>> begin MATERIAL FOR THIS TASK

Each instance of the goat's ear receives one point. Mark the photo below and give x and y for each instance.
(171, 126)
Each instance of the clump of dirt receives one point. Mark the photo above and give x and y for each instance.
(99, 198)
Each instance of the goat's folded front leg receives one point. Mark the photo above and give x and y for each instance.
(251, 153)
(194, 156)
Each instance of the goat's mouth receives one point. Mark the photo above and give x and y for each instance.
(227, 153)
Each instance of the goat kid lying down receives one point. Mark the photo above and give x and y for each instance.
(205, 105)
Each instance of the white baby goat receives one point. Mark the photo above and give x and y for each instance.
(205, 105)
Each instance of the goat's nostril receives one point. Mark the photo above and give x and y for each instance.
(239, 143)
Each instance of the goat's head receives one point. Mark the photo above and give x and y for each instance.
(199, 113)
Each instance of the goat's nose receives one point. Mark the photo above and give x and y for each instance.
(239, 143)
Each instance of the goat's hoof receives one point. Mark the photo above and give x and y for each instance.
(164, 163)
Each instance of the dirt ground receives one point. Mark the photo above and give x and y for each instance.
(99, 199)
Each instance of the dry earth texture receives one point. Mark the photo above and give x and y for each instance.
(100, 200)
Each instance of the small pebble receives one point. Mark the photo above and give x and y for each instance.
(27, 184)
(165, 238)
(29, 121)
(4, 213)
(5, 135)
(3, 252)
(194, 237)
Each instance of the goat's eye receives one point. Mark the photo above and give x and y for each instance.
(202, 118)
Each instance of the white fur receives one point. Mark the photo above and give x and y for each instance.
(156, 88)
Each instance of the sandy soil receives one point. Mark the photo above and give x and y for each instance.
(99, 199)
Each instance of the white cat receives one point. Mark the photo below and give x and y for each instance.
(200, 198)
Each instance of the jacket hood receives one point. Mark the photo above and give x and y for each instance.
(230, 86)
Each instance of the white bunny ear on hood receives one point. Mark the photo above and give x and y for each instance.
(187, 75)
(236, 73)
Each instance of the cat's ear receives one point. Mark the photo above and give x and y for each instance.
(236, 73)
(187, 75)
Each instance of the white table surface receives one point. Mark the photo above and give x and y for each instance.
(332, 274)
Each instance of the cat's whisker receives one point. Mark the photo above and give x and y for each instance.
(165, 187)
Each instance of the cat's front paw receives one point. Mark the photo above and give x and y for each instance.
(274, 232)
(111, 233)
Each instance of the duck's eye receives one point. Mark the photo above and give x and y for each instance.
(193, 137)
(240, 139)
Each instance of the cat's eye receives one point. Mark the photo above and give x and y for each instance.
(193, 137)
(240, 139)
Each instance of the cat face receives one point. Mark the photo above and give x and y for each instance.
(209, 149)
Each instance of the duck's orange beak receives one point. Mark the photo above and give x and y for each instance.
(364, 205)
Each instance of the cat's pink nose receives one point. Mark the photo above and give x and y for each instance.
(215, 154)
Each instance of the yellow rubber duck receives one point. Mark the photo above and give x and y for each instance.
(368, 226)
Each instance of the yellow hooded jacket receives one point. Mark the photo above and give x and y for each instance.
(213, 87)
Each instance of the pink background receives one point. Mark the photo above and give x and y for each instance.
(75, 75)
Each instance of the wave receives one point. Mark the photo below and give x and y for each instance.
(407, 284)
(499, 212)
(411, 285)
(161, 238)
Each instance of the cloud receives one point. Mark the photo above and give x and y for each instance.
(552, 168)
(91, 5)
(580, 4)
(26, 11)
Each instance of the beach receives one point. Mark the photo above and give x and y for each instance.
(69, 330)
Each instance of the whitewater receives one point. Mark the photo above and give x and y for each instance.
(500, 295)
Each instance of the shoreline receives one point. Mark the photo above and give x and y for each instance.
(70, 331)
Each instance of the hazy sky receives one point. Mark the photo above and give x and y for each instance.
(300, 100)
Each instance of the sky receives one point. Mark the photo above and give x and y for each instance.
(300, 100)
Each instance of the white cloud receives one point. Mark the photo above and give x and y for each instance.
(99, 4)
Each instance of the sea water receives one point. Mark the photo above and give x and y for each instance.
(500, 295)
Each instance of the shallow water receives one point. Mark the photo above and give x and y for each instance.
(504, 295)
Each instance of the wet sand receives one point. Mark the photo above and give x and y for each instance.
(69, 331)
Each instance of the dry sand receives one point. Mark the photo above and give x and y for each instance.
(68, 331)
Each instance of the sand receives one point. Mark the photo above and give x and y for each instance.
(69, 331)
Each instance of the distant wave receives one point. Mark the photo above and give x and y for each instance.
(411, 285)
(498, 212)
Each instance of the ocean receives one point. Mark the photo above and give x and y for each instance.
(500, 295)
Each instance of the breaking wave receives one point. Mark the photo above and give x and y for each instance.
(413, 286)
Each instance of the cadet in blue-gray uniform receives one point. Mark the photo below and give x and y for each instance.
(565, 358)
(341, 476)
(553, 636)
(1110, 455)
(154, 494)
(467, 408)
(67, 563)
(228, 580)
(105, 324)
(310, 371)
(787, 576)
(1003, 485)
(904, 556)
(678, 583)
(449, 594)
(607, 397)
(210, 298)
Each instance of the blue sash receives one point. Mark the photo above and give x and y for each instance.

>> end MATERIAL FOR THIS TASK

_WHAT YOU ARE ASKED TO DO_.
Write out every record shown above, word for word.

_REPLY TO THE TASK_.
Each instance of the goat's ear receives one point. Mark the photo below and give x and y for each instance.
(171, 126)
Each instance of the clump of dirt receives one point. Mark the photo above and give x and y for each instance.
(99, 198)
Each instance of the goat's folded front leg receives one point. Mark the photo above and give x and y for each instance.
(251, 153)
(194, 156)
Each instance of the goat's mouth receives one point. Mark the photo above and give x and y for each instance.
(227, 153)
Each instance of the goat kid lying down receives one point. Mark the photo above and give x and y for each instance.
(205, 105)
Each instance of the white baby goat receives one point. Mark the photo above and give x and y for each instance.
(205, 105)
Each instance of the goat's nostril receives one point. Mark the photo above and give x and y for each instance.
(239, 143)
Each instance of the goat's head receives one point. Mark the photo above and give x and y for each instance.
(199, 113)
Each instance of the goat's nose receives one point. Mark the photo above and give x and y for each instance.
(239, 143)
Each instance of the goat's hoof receives one point. Mark the photo above and give x and y for each instance.
(164, 163)
Each instance of the dirt ground receives one point. Mark the photo above and give x and y for each instance.
(99, 199)
Each instance of the dry earth texture receives one point. Mark the photo above and give x and y for each instance.
(100, 200)
Each instance of the small pebble receives one point. Mark the photo above and give x and y for each instance.
(27, 184)
(165, 238)
(29, 121)
(4, 213)
(5, 135)
(3, 252)
(194, 237)
Each instance of the goat's eye receives one point. Mark the photo above and give x and y for each instance.
(202, 118)
Each instance of the white fur receives one point. Mark the photo above and give x and y for each instance.
(156, 88)
Each instance of the sandy soil receives one point. Mark the photo above and give x and y for each instance.
(99, 199)
Each instance of the white cat receives one point. Mark the photo below and give x and y for each instance.
(200, 198)
Each instance of the jacket hood receives one point. Mark the photo above and give x and y for each instance.
(230, 86)
Each instance of the white bunny ear on hood receives one point. Mark the photo above and give x and y for each instance.
(187, 75)
(236, 73)
Each instance of the cat's ear receives one point. Mark the photo above and give x and y for each instance.
(236, 73)
(187, 75)
Each instance of the white table surface receives one point. Mark the photo above and give x and y for each instance.
(332, 274)
Each instance of the cat's whisker receives one point. Mark the photo above and give x and y for each instance.
(165, 187)
Each instance of the cat's front paw receives one point. Mark the photo above and give x and y for each instance.
(274, 232)
(111, 233)
Each instance of the duck's eye receives one point. Mark the photo above and give x and y for each instance.
(193, 137)
(240, 139)
Each instance of the cat's eye receives one point. Mark the photo above and give x and y for each instance.
(193, 137)
(240, 139)
Each instance of the cat face receives one point. Mark the photo above and give x and y for each instance.
(209, 149)
Each instance of the duck's orange beak receives one point. Mark the photo above and give x and y for each instance.
(364, 205)
Each instance of the cat's pink nose receives one point. Mark the photo above and give x and y for each instance.
(215, 154)
Each instance of the yellow rubber duck receives one point. Mark the photo above and give x and y for each instance.
(368, 226)
Each instance of the yellow hooded jacket receives one point. Mark the photo above and give x and y for each instance.
(213, 87)
Each instance of the pink background receives one point. Mark the photo above and give x and y for each instance.
(75, 75)
Each instance of the wave receives one point. Mark the photo below and give x and y for each instance.
(407, 284)
(499, 212)
(411, 285)
(161, 238)
Each instance of the cloud receives one point. Mark the photo above and give x and y for each instance.
(552, 168)
(91, 5)
(580, 4)
(26, 11)
Each instance of the beach receives one point. Mark the photo above and give x and y for each instance.
(69, 330)
Each instance of the whitewater receives one point. Mark the photo above and give x and y for each instance.
(500, 295)
Each instance of the shoreline receives one point. Mark the photo above and give x and y for each instance.
(70, 331)
Each instance of the hazy sky receives one point. Mark the photo above and give x and y for each instance.
(300, 100)
Each instance of the sky receives one point. Mark the photo above and give x and y for each instance.
(300, 100)
Each instance of the white cloud receives one point. Mark the photo above and give x and y for each instance.
(99, 4)
Each instance of the sea water receives one point. Mark the photo above and give x and y for each instance.
(500, 295)
Each instance of the shallow water receives one point. Mark the photo above and give x and y for each instance.
(504, 295)
Each instance of the wet sand receives one point. Mark the photo above and give x and y for each instance.
(69, 331)
Each instance of the dry sand receives one point. Mark the photo above and give x and y for each instance.
(68, 331)
Each instance of the sand receives one point. Mark the photo above and give x and y for each instance.
(69, 331)
Each instance of the distant wave receives one point. Mark the photo above and give x and y for each instance.
(411, 285)
(498, 212)
Each instance of the ocean receives one point. Mark the photo above and give x and y for each instance.
(500, 295)
Each instance of the breaking wave receives one point. Mark the photo above and give x and y for each instance.
(413, 286)
Each instance of the cadet in blue-gray uniform receives one point. Mark the photo below and give x and y for each instance.
(565, 358)
(341, 476)
(553, 636)
(1110, 455)
(154, 494)
(467, 408)
(67, 563)
(228, 580)
(105, 324)
(310, 371)
(787, 576)
(1003, 485)
(904, 556)
(678, 583)
(449, 594)
(607, 397)
(210, 298)
Each instance of the blue sash receives one point. Mark the photo above and give x and y for each instance.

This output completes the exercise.